AIM OF THE EXERCISE:
Please reproduce the records, omitting nothing and changing nothing.

══ MATERIAL TO PROCESS ══

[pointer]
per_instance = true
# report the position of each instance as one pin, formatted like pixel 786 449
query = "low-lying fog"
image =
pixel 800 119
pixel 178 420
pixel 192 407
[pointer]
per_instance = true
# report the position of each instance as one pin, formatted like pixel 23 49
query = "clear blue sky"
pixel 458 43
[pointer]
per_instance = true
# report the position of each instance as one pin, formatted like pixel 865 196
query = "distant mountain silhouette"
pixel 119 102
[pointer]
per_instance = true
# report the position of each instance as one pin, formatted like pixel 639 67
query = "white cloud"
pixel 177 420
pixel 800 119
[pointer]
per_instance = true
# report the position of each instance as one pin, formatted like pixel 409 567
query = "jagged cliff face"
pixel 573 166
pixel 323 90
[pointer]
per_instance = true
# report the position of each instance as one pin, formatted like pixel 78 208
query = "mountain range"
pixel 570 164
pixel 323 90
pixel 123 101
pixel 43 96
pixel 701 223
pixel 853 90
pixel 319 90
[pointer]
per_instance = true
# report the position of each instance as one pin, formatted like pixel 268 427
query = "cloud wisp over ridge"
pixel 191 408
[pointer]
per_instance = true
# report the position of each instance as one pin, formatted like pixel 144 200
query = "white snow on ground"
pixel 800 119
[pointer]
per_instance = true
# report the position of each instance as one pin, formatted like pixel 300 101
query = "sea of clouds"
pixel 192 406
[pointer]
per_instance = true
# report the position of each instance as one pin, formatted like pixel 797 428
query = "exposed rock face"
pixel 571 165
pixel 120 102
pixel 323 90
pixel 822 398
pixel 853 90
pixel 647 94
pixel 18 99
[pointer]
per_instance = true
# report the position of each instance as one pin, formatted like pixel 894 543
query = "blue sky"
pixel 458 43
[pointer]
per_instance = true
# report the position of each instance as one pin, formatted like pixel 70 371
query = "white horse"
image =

═══

EXERCISE OUTPUT:
[pointer]
per_instance = true
# report the position of each instance as one pin, formatted like pixel 786 449
query = "low-lying fog"
image =
pixel 800 119
pixel 178 420
pixel 192 407
[pointer]
per_instance = true
# report the position of each instance as one pin, formatted like pixel 23 49
query = "clear blue sky"
pixel 458 43
[pointer]
per_instance = true
# report the position of each instance as one pin, formatted like pixel 865 196
query = "distant mountain silhouette"
pixel 119 102
[pointer]
per_instance = true
# report the position of each instance as one pin, formatted like pixel 639 67
query = "white cloud"
pixel 177 420
pixel 800 119
[pointer]
per_instance = true
# report the position of each instance as one pin, formatted like pixel 409 567
query = "jagged cliff face"
pixel 573 166
pixel 323 90
[pointer]
per_instance = true
# report the position of each instance as one pin, formatted like pixel 78 208
query = "mountain range"
pixel 570 164
pixel 323 90
pixel 123 101
pixel 43 96
pixel 701 223
pixel 853 90
pixel 319 90
[pointer]
per_instance = true
# report the position of each instance as one pin, formatted like pixel 268 427
query = "cloud wisp over ridge"
pixel 191 408
[pointer]
per_instance = true
# report the position of each instance as one pin, formatted like pixel 144 200
query = "white snow on ground"
pixel 800 119
[pointer]
per_instance = true
# report the position of each instance as one pin, formatted like pixel 300 101
query = "sea of clouds"
pixel 192 406
[pointer]
per_instance = true
# report the position of each instance as one pin, formatted like pixel 797 428
query = "exposed rock face"
pixel 571 165
pixel 120 102
pixel 323 90
pixel 822 398
pixel 853 90
pixel 647 94
pixel 18 99
[pointer]
per_instance = true
# report the position of each instance as one pin, formatted like pixel 894 543
query = "blue sky"
pixel 458 43
[pointer]
per_instance = true
# report the position of each instance as one pin, formatted like pixel 70 371
query = "white horse"
image =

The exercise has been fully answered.